— Records for processing —

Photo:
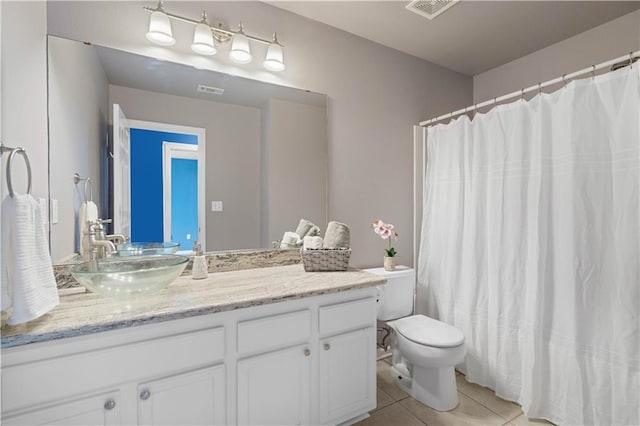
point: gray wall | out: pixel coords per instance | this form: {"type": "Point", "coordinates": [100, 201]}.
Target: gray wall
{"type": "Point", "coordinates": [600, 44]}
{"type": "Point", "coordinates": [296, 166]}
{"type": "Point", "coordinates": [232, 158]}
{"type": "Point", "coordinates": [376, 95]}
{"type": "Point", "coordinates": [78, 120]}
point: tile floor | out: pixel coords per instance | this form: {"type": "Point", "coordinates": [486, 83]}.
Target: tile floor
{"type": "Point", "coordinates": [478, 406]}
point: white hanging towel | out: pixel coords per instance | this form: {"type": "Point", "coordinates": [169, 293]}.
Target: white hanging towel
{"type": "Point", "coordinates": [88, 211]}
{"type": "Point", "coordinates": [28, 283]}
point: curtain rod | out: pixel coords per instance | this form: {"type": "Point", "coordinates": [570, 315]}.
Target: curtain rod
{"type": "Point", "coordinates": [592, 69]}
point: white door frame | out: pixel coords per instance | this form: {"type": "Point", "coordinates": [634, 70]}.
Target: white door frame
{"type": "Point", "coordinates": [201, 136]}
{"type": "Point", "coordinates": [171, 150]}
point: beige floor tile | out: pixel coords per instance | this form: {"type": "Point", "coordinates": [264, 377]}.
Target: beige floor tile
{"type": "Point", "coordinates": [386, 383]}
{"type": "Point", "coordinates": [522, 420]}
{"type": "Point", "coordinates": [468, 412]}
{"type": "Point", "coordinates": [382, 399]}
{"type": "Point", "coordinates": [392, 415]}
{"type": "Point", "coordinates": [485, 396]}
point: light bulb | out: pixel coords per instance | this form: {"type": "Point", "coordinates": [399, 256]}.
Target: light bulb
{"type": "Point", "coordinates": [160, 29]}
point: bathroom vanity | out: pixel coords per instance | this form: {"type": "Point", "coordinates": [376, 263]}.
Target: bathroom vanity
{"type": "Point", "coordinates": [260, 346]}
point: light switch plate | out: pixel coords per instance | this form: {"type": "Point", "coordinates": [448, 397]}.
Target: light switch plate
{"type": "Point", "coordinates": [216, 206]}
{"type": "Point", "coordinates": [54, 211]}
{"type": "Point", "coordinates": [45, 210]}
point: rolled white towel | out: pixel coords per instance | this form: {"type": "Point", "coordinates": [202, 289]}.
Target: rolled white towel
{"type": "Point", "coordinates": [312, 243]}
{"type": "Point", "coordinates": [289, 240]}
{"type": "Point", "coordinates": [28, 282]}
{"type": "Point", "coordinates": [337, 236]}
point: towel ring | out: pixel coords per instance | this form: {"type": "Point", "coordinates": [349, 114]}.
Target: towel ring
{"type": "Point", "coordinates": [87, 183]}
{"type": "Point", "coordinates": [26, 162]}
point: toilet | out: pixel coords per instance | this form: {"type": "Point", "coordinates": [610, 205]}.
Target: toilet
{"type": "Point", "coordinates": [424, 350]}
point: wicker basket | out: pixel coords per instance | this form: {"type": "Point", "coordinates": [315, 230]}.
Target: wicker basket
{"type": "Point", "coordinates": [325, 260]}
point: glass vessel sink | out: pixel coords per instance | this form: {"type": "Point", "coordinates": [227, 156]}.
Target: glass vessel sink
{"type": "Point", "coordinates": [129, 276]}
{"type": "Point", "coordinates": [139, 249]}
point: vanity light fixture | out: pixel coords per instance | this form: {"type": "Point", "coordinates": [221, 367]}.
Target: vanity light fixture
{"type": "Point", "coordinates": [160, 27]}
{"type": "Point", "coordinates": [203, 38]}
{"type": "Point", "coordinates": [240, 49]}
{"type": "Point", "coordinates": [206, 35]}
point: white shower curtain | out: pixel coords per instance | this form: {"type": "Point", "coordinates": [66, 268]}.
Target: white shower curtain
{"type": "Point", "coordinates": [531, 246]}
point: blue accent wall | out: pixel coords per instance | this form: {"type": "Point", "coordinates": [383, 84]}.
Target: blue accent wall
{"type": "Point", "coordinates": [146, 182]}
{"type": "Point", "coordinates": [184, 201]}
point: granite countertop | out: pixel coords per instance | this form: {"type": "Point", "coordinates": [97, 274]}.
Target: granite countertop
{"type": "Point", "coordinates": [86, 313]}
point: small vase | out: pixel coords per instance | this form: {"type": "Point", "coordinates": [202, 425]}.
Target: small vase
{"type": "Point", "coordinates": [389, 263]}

— What needs to be done —
Reproduce the entire listing above with every "pixel coords per instance" changed to "pixel coordinates for each instance" and nothing else altered. Omit the pictures.

— Worked solution —
Photo:
point: gray wall | out: pixel coordinates for each instance | this form: {"type": "Point", "coordinates": [100, 201]}.
Target: gray wall
{"type": "Point", "coordinates": [600, 44]}
{"type": "Point", "coordinates": [296, 166]}
{"type": "Point", "coordinates": [232, 158]}
{"type": "Point", "coordinates": [376, 95]}
{"type": "Point", "coordinates": [78, 120]}
point: tile floor | out: pixel coordinates for each instance | this form: {"type": "Point", "coordinates": [486, 83]}.
Target: tile floor
{"type": "Point", "coordinates": [478, 406]}
point: white hanging towel | out: pixel coordinates for each instance | this form: {"type": "Point", "coordinates": [169, 293]}.
Target: white hanging towel
{"type": "Point", "coordinates": [88, 211]}
{"type": "Point", "coordinates": [28, 283]}
point: curtain rod | out: pixel coordinates for each instance | this form: {"type": "Point", "coordinates": [570, 315]}.
Target: curtain rod
{"type": "Point", "coordinates": [592, 69]}
point: white door frame | out: pixel coordinates for each instance | this form: {"type": "Point", "coordinates": [634, 70]}.
Target: white door frame
{"type": "Point", "coordinates": [201, 136]}
{"type": "Point", "coordinates": [171, 150]}
point: beige floor tile | out: pixel coordinates for each instance | this form: {"type": "Point", "coordinates": [264, 377]}.
Target: beige floor tile
{"type": "Point", "coordinates": [386, 383]}
{"type": "Point", "coordinates": [522, 420]}
{"type": "Point", "coordinates": [468, 412]}
{"type": "Point", "coordinates": [382, 399]}
{"type": "Point", "coordinates": [392, 415]}
{"type": "Point", "coordinates": [485, 396]}
point: light bulb | out: pixel coordinates for each instance | this form: {"type": "Point", "coordinates": [399, 256]}.
Target: light bulb
{"type": "Point", "coordinates": [160, 29]}
point: bathroom vanity | out: pixel coordinates for each instance | this form: {"type": "Point", "coordinates": [376, 263]}.
Target: bathroom vanity
{"type": "Point", "coordinates": [260, 346]}
point: light switch plate | out: pixel coordinates for each instance | this form: {"type": "Point", "coordinates": [448, 397]}.
Target: light switch plate
{"type": "Point", "coordinates": [216, 206]}
{"type": "Point", "coordinates": [54, 211]}
{"type": "Point", "coordinates": [45, 210]}
point: rolled white towel | out: pixel coordinates for each instance | this form: {"type": "Point", "coordinates": [202, 289]}.
Target: rolled white towel
{"type": "Point", "coordinates": [312, 243]}
{"type": "Point", "coordinates": [289, 240]}
{"type": "Point", "coordinates": [28, 282]}
{"type": "Point", "coordinates": [337, 236]}
point: towel ring | out: pixel coordinates for each instance | this form: {"type": "Point", "coordinates": [349, 114]}.
Target: towel ring
{"type": "Point", "coordinates": [87, 183]}
{"type": "Point", "coordinates": [26, 162]}
point: toilet | out: pixel coordinates for each instance | this form: {"type": "Point", "coordinates": [610, 205]}.
Target: toilet
{"type": "Point", "coordinates": [424, 350]}
point: wicker basket | out: pixel coordinates for each instance | this form: {"type": "Point", "coordinates": [315, 230]}.
Target: wicker basket
{"type": "Point", "coordinates": [325, 260]}
point: glass vessel sink | out: pixel coordinates for each instance | this form: {"type": "Point", "coordinates": [227, 156]}.
Target: glass vessel sink
{"type": "Point", "coordinates": [129, 276]}
{"type": "Point", "coordinates": [139, 249]}
point: vanity light fixture | out: pixel coordinates for each instance | this form: {"type": "Point", "coordinates": [221, 367]}.
Target: vanity light fixture
{"type": "Point", "coordinates": [160, 27]}
{"type": "Point", "coordinates": [203, 38]}
{"type": "Point", "coordinates": [240, 49]}
{"type": "Point", "coordinates": [206, 35]}
point: white shower curtain | out: pixel coordinates for each instance | this form: {"type": "Point", "coordinates": [66, 268]}.
Target: white shower curtain
{"type": "Point", "coordinates": [531, 246]}
point: blue accent wall | out: pixel coordinates for each instance | this form: {"type": "Point", "coordinates": [383, 84]}.
Target: blue accent wall
{"type": "Point", "coordinates": [146, 182]}
{"type": "Point", "coordinates": [184, 201]}
point: granite countertop | out: pixel coordinates for each instance | this form: {"type": "Point", "coordinates": [97, 274]}.
Target: granite countertop
{"type": "Point", "coordinates": [86, 313]}
point: small vase | out: pixel coordinates for each instance | this form: {"type": "Point", "coordinates": [202, 425]}.
Target: small vase
{"type": "Point", "coordinates": [389, 263]}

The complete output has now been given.